═══ Records provided ═══

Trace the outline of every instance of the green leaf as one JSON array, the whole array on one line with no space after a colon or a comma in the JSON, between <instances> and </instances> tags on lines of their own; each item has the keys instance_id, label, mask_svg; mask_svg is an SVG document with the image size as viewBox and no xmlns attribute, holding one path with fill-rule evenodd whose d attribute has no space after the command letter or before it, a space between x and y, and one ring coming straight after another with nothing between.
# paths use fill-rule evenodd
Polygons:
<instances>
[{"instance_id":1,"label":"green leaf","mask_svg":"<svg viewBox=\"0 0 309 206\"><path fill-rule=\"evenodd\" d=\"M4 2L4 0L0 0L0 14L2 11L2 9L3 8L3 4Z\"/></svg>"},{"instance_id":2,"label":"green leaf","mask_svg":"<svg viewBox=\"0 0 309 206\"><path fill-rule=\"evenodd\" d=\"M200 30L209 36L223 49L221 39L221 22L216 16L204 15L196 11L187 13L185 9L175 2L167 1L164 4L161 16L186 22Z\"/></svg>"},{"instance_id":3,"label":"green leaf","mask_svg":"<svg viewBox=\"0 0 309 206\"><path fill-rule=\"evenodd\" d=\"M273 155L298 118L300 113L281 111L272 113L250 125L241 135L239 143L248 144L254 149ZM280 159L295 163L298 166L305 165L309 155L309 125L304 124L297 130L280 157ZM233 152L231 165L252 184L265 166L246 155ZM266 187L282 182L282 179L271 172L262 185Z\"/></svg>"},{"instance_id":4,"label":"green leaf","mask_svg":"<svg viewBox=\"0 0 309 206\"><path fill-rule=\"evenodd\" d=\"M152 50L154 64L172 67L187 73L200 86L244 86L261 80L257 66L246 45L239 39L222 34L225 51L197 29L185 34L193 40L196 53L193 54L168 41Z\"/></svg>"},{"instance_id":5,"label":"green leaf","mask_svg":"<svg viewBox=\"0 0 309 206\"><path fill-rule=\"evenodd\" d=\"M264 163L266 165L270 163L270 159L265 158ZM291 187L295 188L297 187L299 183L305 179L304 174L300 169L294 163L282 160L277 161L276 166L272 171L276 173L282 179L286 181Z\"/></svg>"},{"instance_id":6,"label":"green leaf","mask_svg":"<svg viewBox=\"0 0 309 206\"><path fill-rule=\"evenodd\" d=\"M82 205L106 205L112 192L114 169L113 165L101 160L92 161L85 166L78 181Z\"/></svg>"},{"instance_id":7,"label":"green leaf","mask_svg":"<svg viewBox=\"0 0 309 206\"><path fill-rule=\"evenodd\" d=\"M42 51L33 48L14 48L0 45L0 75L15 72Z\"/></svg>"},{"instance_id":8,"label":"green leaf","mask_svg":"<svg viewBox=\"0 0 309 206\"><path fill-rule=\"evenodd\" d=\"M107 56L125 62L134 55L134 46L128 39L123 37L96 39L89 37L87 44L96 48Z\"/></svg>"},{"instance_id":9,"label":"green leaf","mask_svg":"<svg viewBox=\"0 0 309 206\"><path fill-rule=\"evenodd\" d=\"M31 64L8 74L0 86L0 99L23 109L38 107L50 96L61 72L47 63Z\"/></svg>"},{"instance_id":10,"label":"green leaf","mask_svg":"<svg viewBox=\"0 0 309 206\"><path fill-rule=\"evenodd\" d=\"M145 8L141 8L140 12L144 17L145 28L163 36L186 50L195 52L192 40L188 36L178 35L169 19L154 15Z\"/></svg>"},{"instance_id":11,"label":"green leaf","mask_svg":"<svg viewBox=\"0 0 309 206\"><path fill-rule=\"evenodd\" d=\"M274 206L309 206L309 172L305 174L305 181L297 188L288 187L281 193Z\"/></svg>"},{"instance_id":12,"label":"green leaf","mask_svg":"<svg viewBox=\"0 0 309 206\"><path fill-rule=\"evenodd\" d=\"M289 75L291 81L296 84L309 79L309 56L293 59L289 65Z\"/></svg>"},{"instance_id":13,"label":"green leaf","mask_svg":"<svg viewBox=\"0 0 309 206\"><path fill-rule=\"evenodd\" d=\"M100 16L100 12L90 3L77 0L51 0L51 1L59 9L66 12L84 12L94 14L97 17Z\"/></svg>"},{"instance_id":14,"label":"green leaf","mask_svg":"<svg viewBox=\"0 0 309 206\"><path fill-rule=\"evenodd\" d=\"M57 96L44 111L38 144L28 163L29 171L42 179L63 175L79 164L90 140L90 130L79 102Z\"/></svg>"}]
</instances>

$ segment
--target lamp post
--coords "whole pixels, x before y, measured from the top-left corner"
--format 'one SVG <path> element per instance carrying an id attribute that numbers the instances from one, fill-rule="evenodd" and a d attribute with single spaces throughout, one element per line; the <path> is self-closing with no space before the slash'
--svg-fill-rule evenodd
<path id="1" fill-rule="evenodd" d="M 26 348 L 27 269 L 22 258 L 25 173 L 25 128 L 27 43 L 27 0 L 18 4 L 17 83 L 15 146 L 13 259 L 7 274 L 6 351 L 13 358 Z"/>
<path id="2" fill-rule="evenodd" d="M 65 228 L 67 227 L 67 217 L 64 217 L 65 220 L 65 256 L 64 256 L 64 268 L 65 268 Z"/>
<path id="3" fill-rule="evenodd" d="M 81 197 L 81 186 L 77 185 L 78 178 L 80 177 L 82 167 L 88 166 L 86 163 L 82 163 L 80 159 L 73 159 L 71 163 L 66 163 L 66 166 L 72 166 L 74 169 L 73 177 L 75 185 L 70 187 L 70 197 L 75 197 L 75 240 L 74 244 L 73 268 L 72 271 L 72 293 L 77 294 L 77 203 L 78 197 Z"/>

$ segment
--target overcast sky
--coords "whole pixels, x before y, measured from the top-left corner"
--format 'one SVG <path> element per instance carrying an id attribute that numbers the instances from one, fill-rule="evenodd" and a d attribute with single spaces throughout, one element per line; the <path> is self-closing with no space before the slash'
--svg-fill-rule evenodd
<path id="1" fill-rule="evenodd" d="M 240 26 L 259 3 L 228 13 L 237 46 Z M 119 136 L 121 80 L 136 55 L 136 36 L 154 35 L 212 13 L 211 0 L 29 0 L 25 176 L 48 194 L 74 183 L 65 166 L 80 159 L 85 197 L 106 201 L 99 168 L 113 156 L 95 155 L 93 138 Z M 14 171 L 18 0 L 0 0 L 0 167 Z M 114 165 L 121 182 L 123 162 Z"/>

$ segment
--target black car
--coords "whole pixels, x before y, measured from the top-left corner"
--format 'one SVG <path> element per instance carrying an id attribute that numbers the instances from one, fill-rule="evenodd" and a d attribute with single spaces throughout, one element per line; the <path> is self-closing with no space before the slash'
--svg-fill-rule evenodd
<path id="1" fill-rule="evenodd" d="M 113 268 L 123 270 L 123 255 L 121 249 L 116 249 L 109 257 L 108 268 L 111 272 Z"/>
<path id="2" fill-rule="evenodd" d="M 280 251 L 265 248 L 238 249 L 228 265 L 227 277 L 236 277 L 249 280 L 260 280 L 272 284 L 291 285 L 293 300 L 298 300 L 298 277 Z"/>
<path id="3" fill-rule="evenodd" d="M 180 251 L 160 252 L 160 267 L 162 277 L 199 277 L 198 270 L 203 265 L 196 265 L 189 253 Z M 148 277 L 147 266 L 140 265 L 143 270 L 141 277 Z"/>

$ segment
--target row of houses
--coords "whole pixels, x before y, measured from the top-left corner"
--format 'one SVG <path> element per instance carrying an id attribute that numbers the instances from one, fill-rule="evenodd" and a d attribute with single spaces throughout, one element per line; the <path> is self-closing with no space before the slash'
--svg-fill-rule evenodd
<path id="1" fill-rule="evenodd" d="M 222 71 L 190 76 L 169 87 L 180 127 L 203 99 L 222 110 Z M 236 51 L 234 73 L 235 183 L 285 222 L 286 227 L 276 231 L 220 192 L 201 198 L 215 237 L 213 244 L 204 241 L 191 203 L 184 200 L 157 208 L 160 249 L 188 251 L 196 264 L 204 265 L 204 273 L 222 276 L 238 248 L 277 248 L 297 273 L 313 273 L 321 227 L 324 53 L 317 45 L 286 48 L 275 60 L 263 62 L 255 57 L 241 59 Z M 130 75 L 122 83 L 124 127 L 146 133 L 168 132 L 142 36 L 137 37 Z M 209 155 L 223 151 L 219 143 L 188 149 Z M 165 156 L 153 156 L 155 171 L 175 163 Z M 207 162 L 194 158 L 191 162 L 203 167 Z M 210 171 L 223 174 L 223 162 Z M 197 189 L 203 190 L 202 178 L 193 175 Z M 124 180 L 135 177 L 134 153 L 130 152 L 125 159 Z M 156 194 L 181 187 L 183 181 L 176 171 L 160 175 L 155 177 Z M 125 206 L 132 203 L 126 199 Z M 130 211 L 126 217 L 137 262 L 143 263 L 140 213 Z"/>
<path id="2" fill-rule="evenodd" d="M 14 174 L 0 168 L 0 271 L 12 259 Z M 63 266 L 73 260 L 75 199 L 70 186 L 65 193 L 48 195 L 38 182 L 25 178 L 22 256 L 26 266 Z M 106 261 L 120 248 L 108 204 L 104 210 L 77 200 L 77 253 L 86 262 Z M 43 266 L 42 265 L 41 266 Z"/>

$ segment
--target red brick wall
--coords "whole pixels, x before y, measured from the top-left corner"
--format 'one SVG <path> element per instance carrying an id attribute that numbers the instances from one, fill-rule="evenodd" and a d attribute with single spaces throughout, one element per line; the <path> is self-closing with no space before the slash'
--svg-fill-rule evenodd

═══

Please count the lines in the records above that contain the string "target", and reply with only that number.

Solution below
5